**Work to be completed:**
Below are records to reproduce in full; copy them exactly but keep the pictures out.

[Excerpted data Boundary: Start]

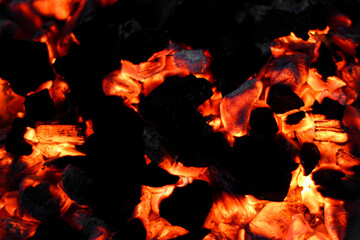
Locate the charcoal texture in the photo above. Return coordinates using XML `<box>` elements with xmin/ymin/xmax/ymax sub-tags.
<box><xmin>138</xmin><ymin>162</ymin><xmax>179</xmax><ymax>187</ymax></box>
<box><xmin>250</xmin><ymin>107</ymin><xmax>278</xmax><ymax>139</ymax></box>
<box><xmin>299</xmin><ymin>142</ymin><xmax>320</xmax><ymax>176</ymax></box>
<box><xmin>286</xmin><ymin>111</ymin><xmax>305</xmax><ymax>125</ymax></box>
<box><xmin>312</xmin><ymin>98</ymin><xmax>345</xmax><ymax>120</ymax></box>
<box><xmin>160</xmin><ymin>180</ymin><xmax>213</xmax><ymax>231</ymax></box>
<box><xmin>266</xmin><ymin>84</ymin><xmax>304</xmax><ymax>114</ymax></box>
<box><xmin>24</xmin><ymin>89</ymin><xmax>56</xmax><ymax>122</ymax></box>
<box><xmin>311</xmin><ymin>42</ymin><xmax>337</xmax><ymax>79</ymax></box>
<box><xmin>30</xmin><ymin>218</ymin><xmax>85</xmax><ymax>240</ymax></box>
<box><xmin>5</xmin><ymin>118</ymin><xmax>32</xmax><ymax>155</ymax></box>
<box><xmin>112</xmin><ymin>218</ymin><xmax>146</xmax><ymax>240</ymax></box>
<box><xmin>0</xmin><ymin>39</ymin><xmax>55</xmax><ymax>96</ymax></box>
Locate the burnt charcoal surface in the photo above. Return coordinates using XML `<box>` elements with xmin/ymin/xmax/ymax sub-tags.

[Excerpted data Boundary: End]

**Final answer:**
Locate the charcoal texture in the photo above. Return coordinates using XML `<box>` elements with xmin/ymin/xmax/ymax sub-tags.
<box><xmin>138</xmin><ymin>162</ymin><xmax>179</xmax><ymax>187</ymax></box>
<box><xmin>250</xmin><ymin>107</ymin><xmax>278</xmax><ymax>139</ymax></box>
<box><xmin>299</xmin><ymin>142</ymin><xmax>320</xmax><ymax>176</ymax></box>
<box><xmin>286</xmin><ymin>111</ymin><xmax>305</xmax><ymax>125</ymax></box>
<box><xmin>312</xmin><ymin>98</ymin><xmax>345</xmax><ymax>120</ymax></box>
<box><xmin>160</xmin><ymin>180</ymin><xmax>213</xmax><ymax>231</ymax></box>
<box><xmin>266</xmin><ymin>84</ymin><xmax>304</xmax><ymax>114</ymax></box>
<box><xmin>24</xmin><ymin>89</ymin><xmax>56</xmax><ymax>122</ymax></box>
<box><xmin>311</xmin><ymin>42</ymin><xmax>337</xmax><ymax>79</ymax></box>
<box><xmin>30</xmin><ymin>218</ymin><xmax>85</xmax><ymax>240</ymax></box>
<box><xmin>5</xmin><ymin>118</ymin><xmax>32</xmax><ymax>155</ymax></box>
<box><xmin>112</xmin><ymin>218</ymin><xmax>146</xmax><ymax>240</ymax></box>
<box><xmin>0</xmin><ymin>39</ymin><xmax>55</xmax><ymax>96</ymax></box>
Locate the burnt charcoal surface in the photo above. Return coordinates using XML `<box>` elements with xmin/ymin/xmax/ymax sub-tags.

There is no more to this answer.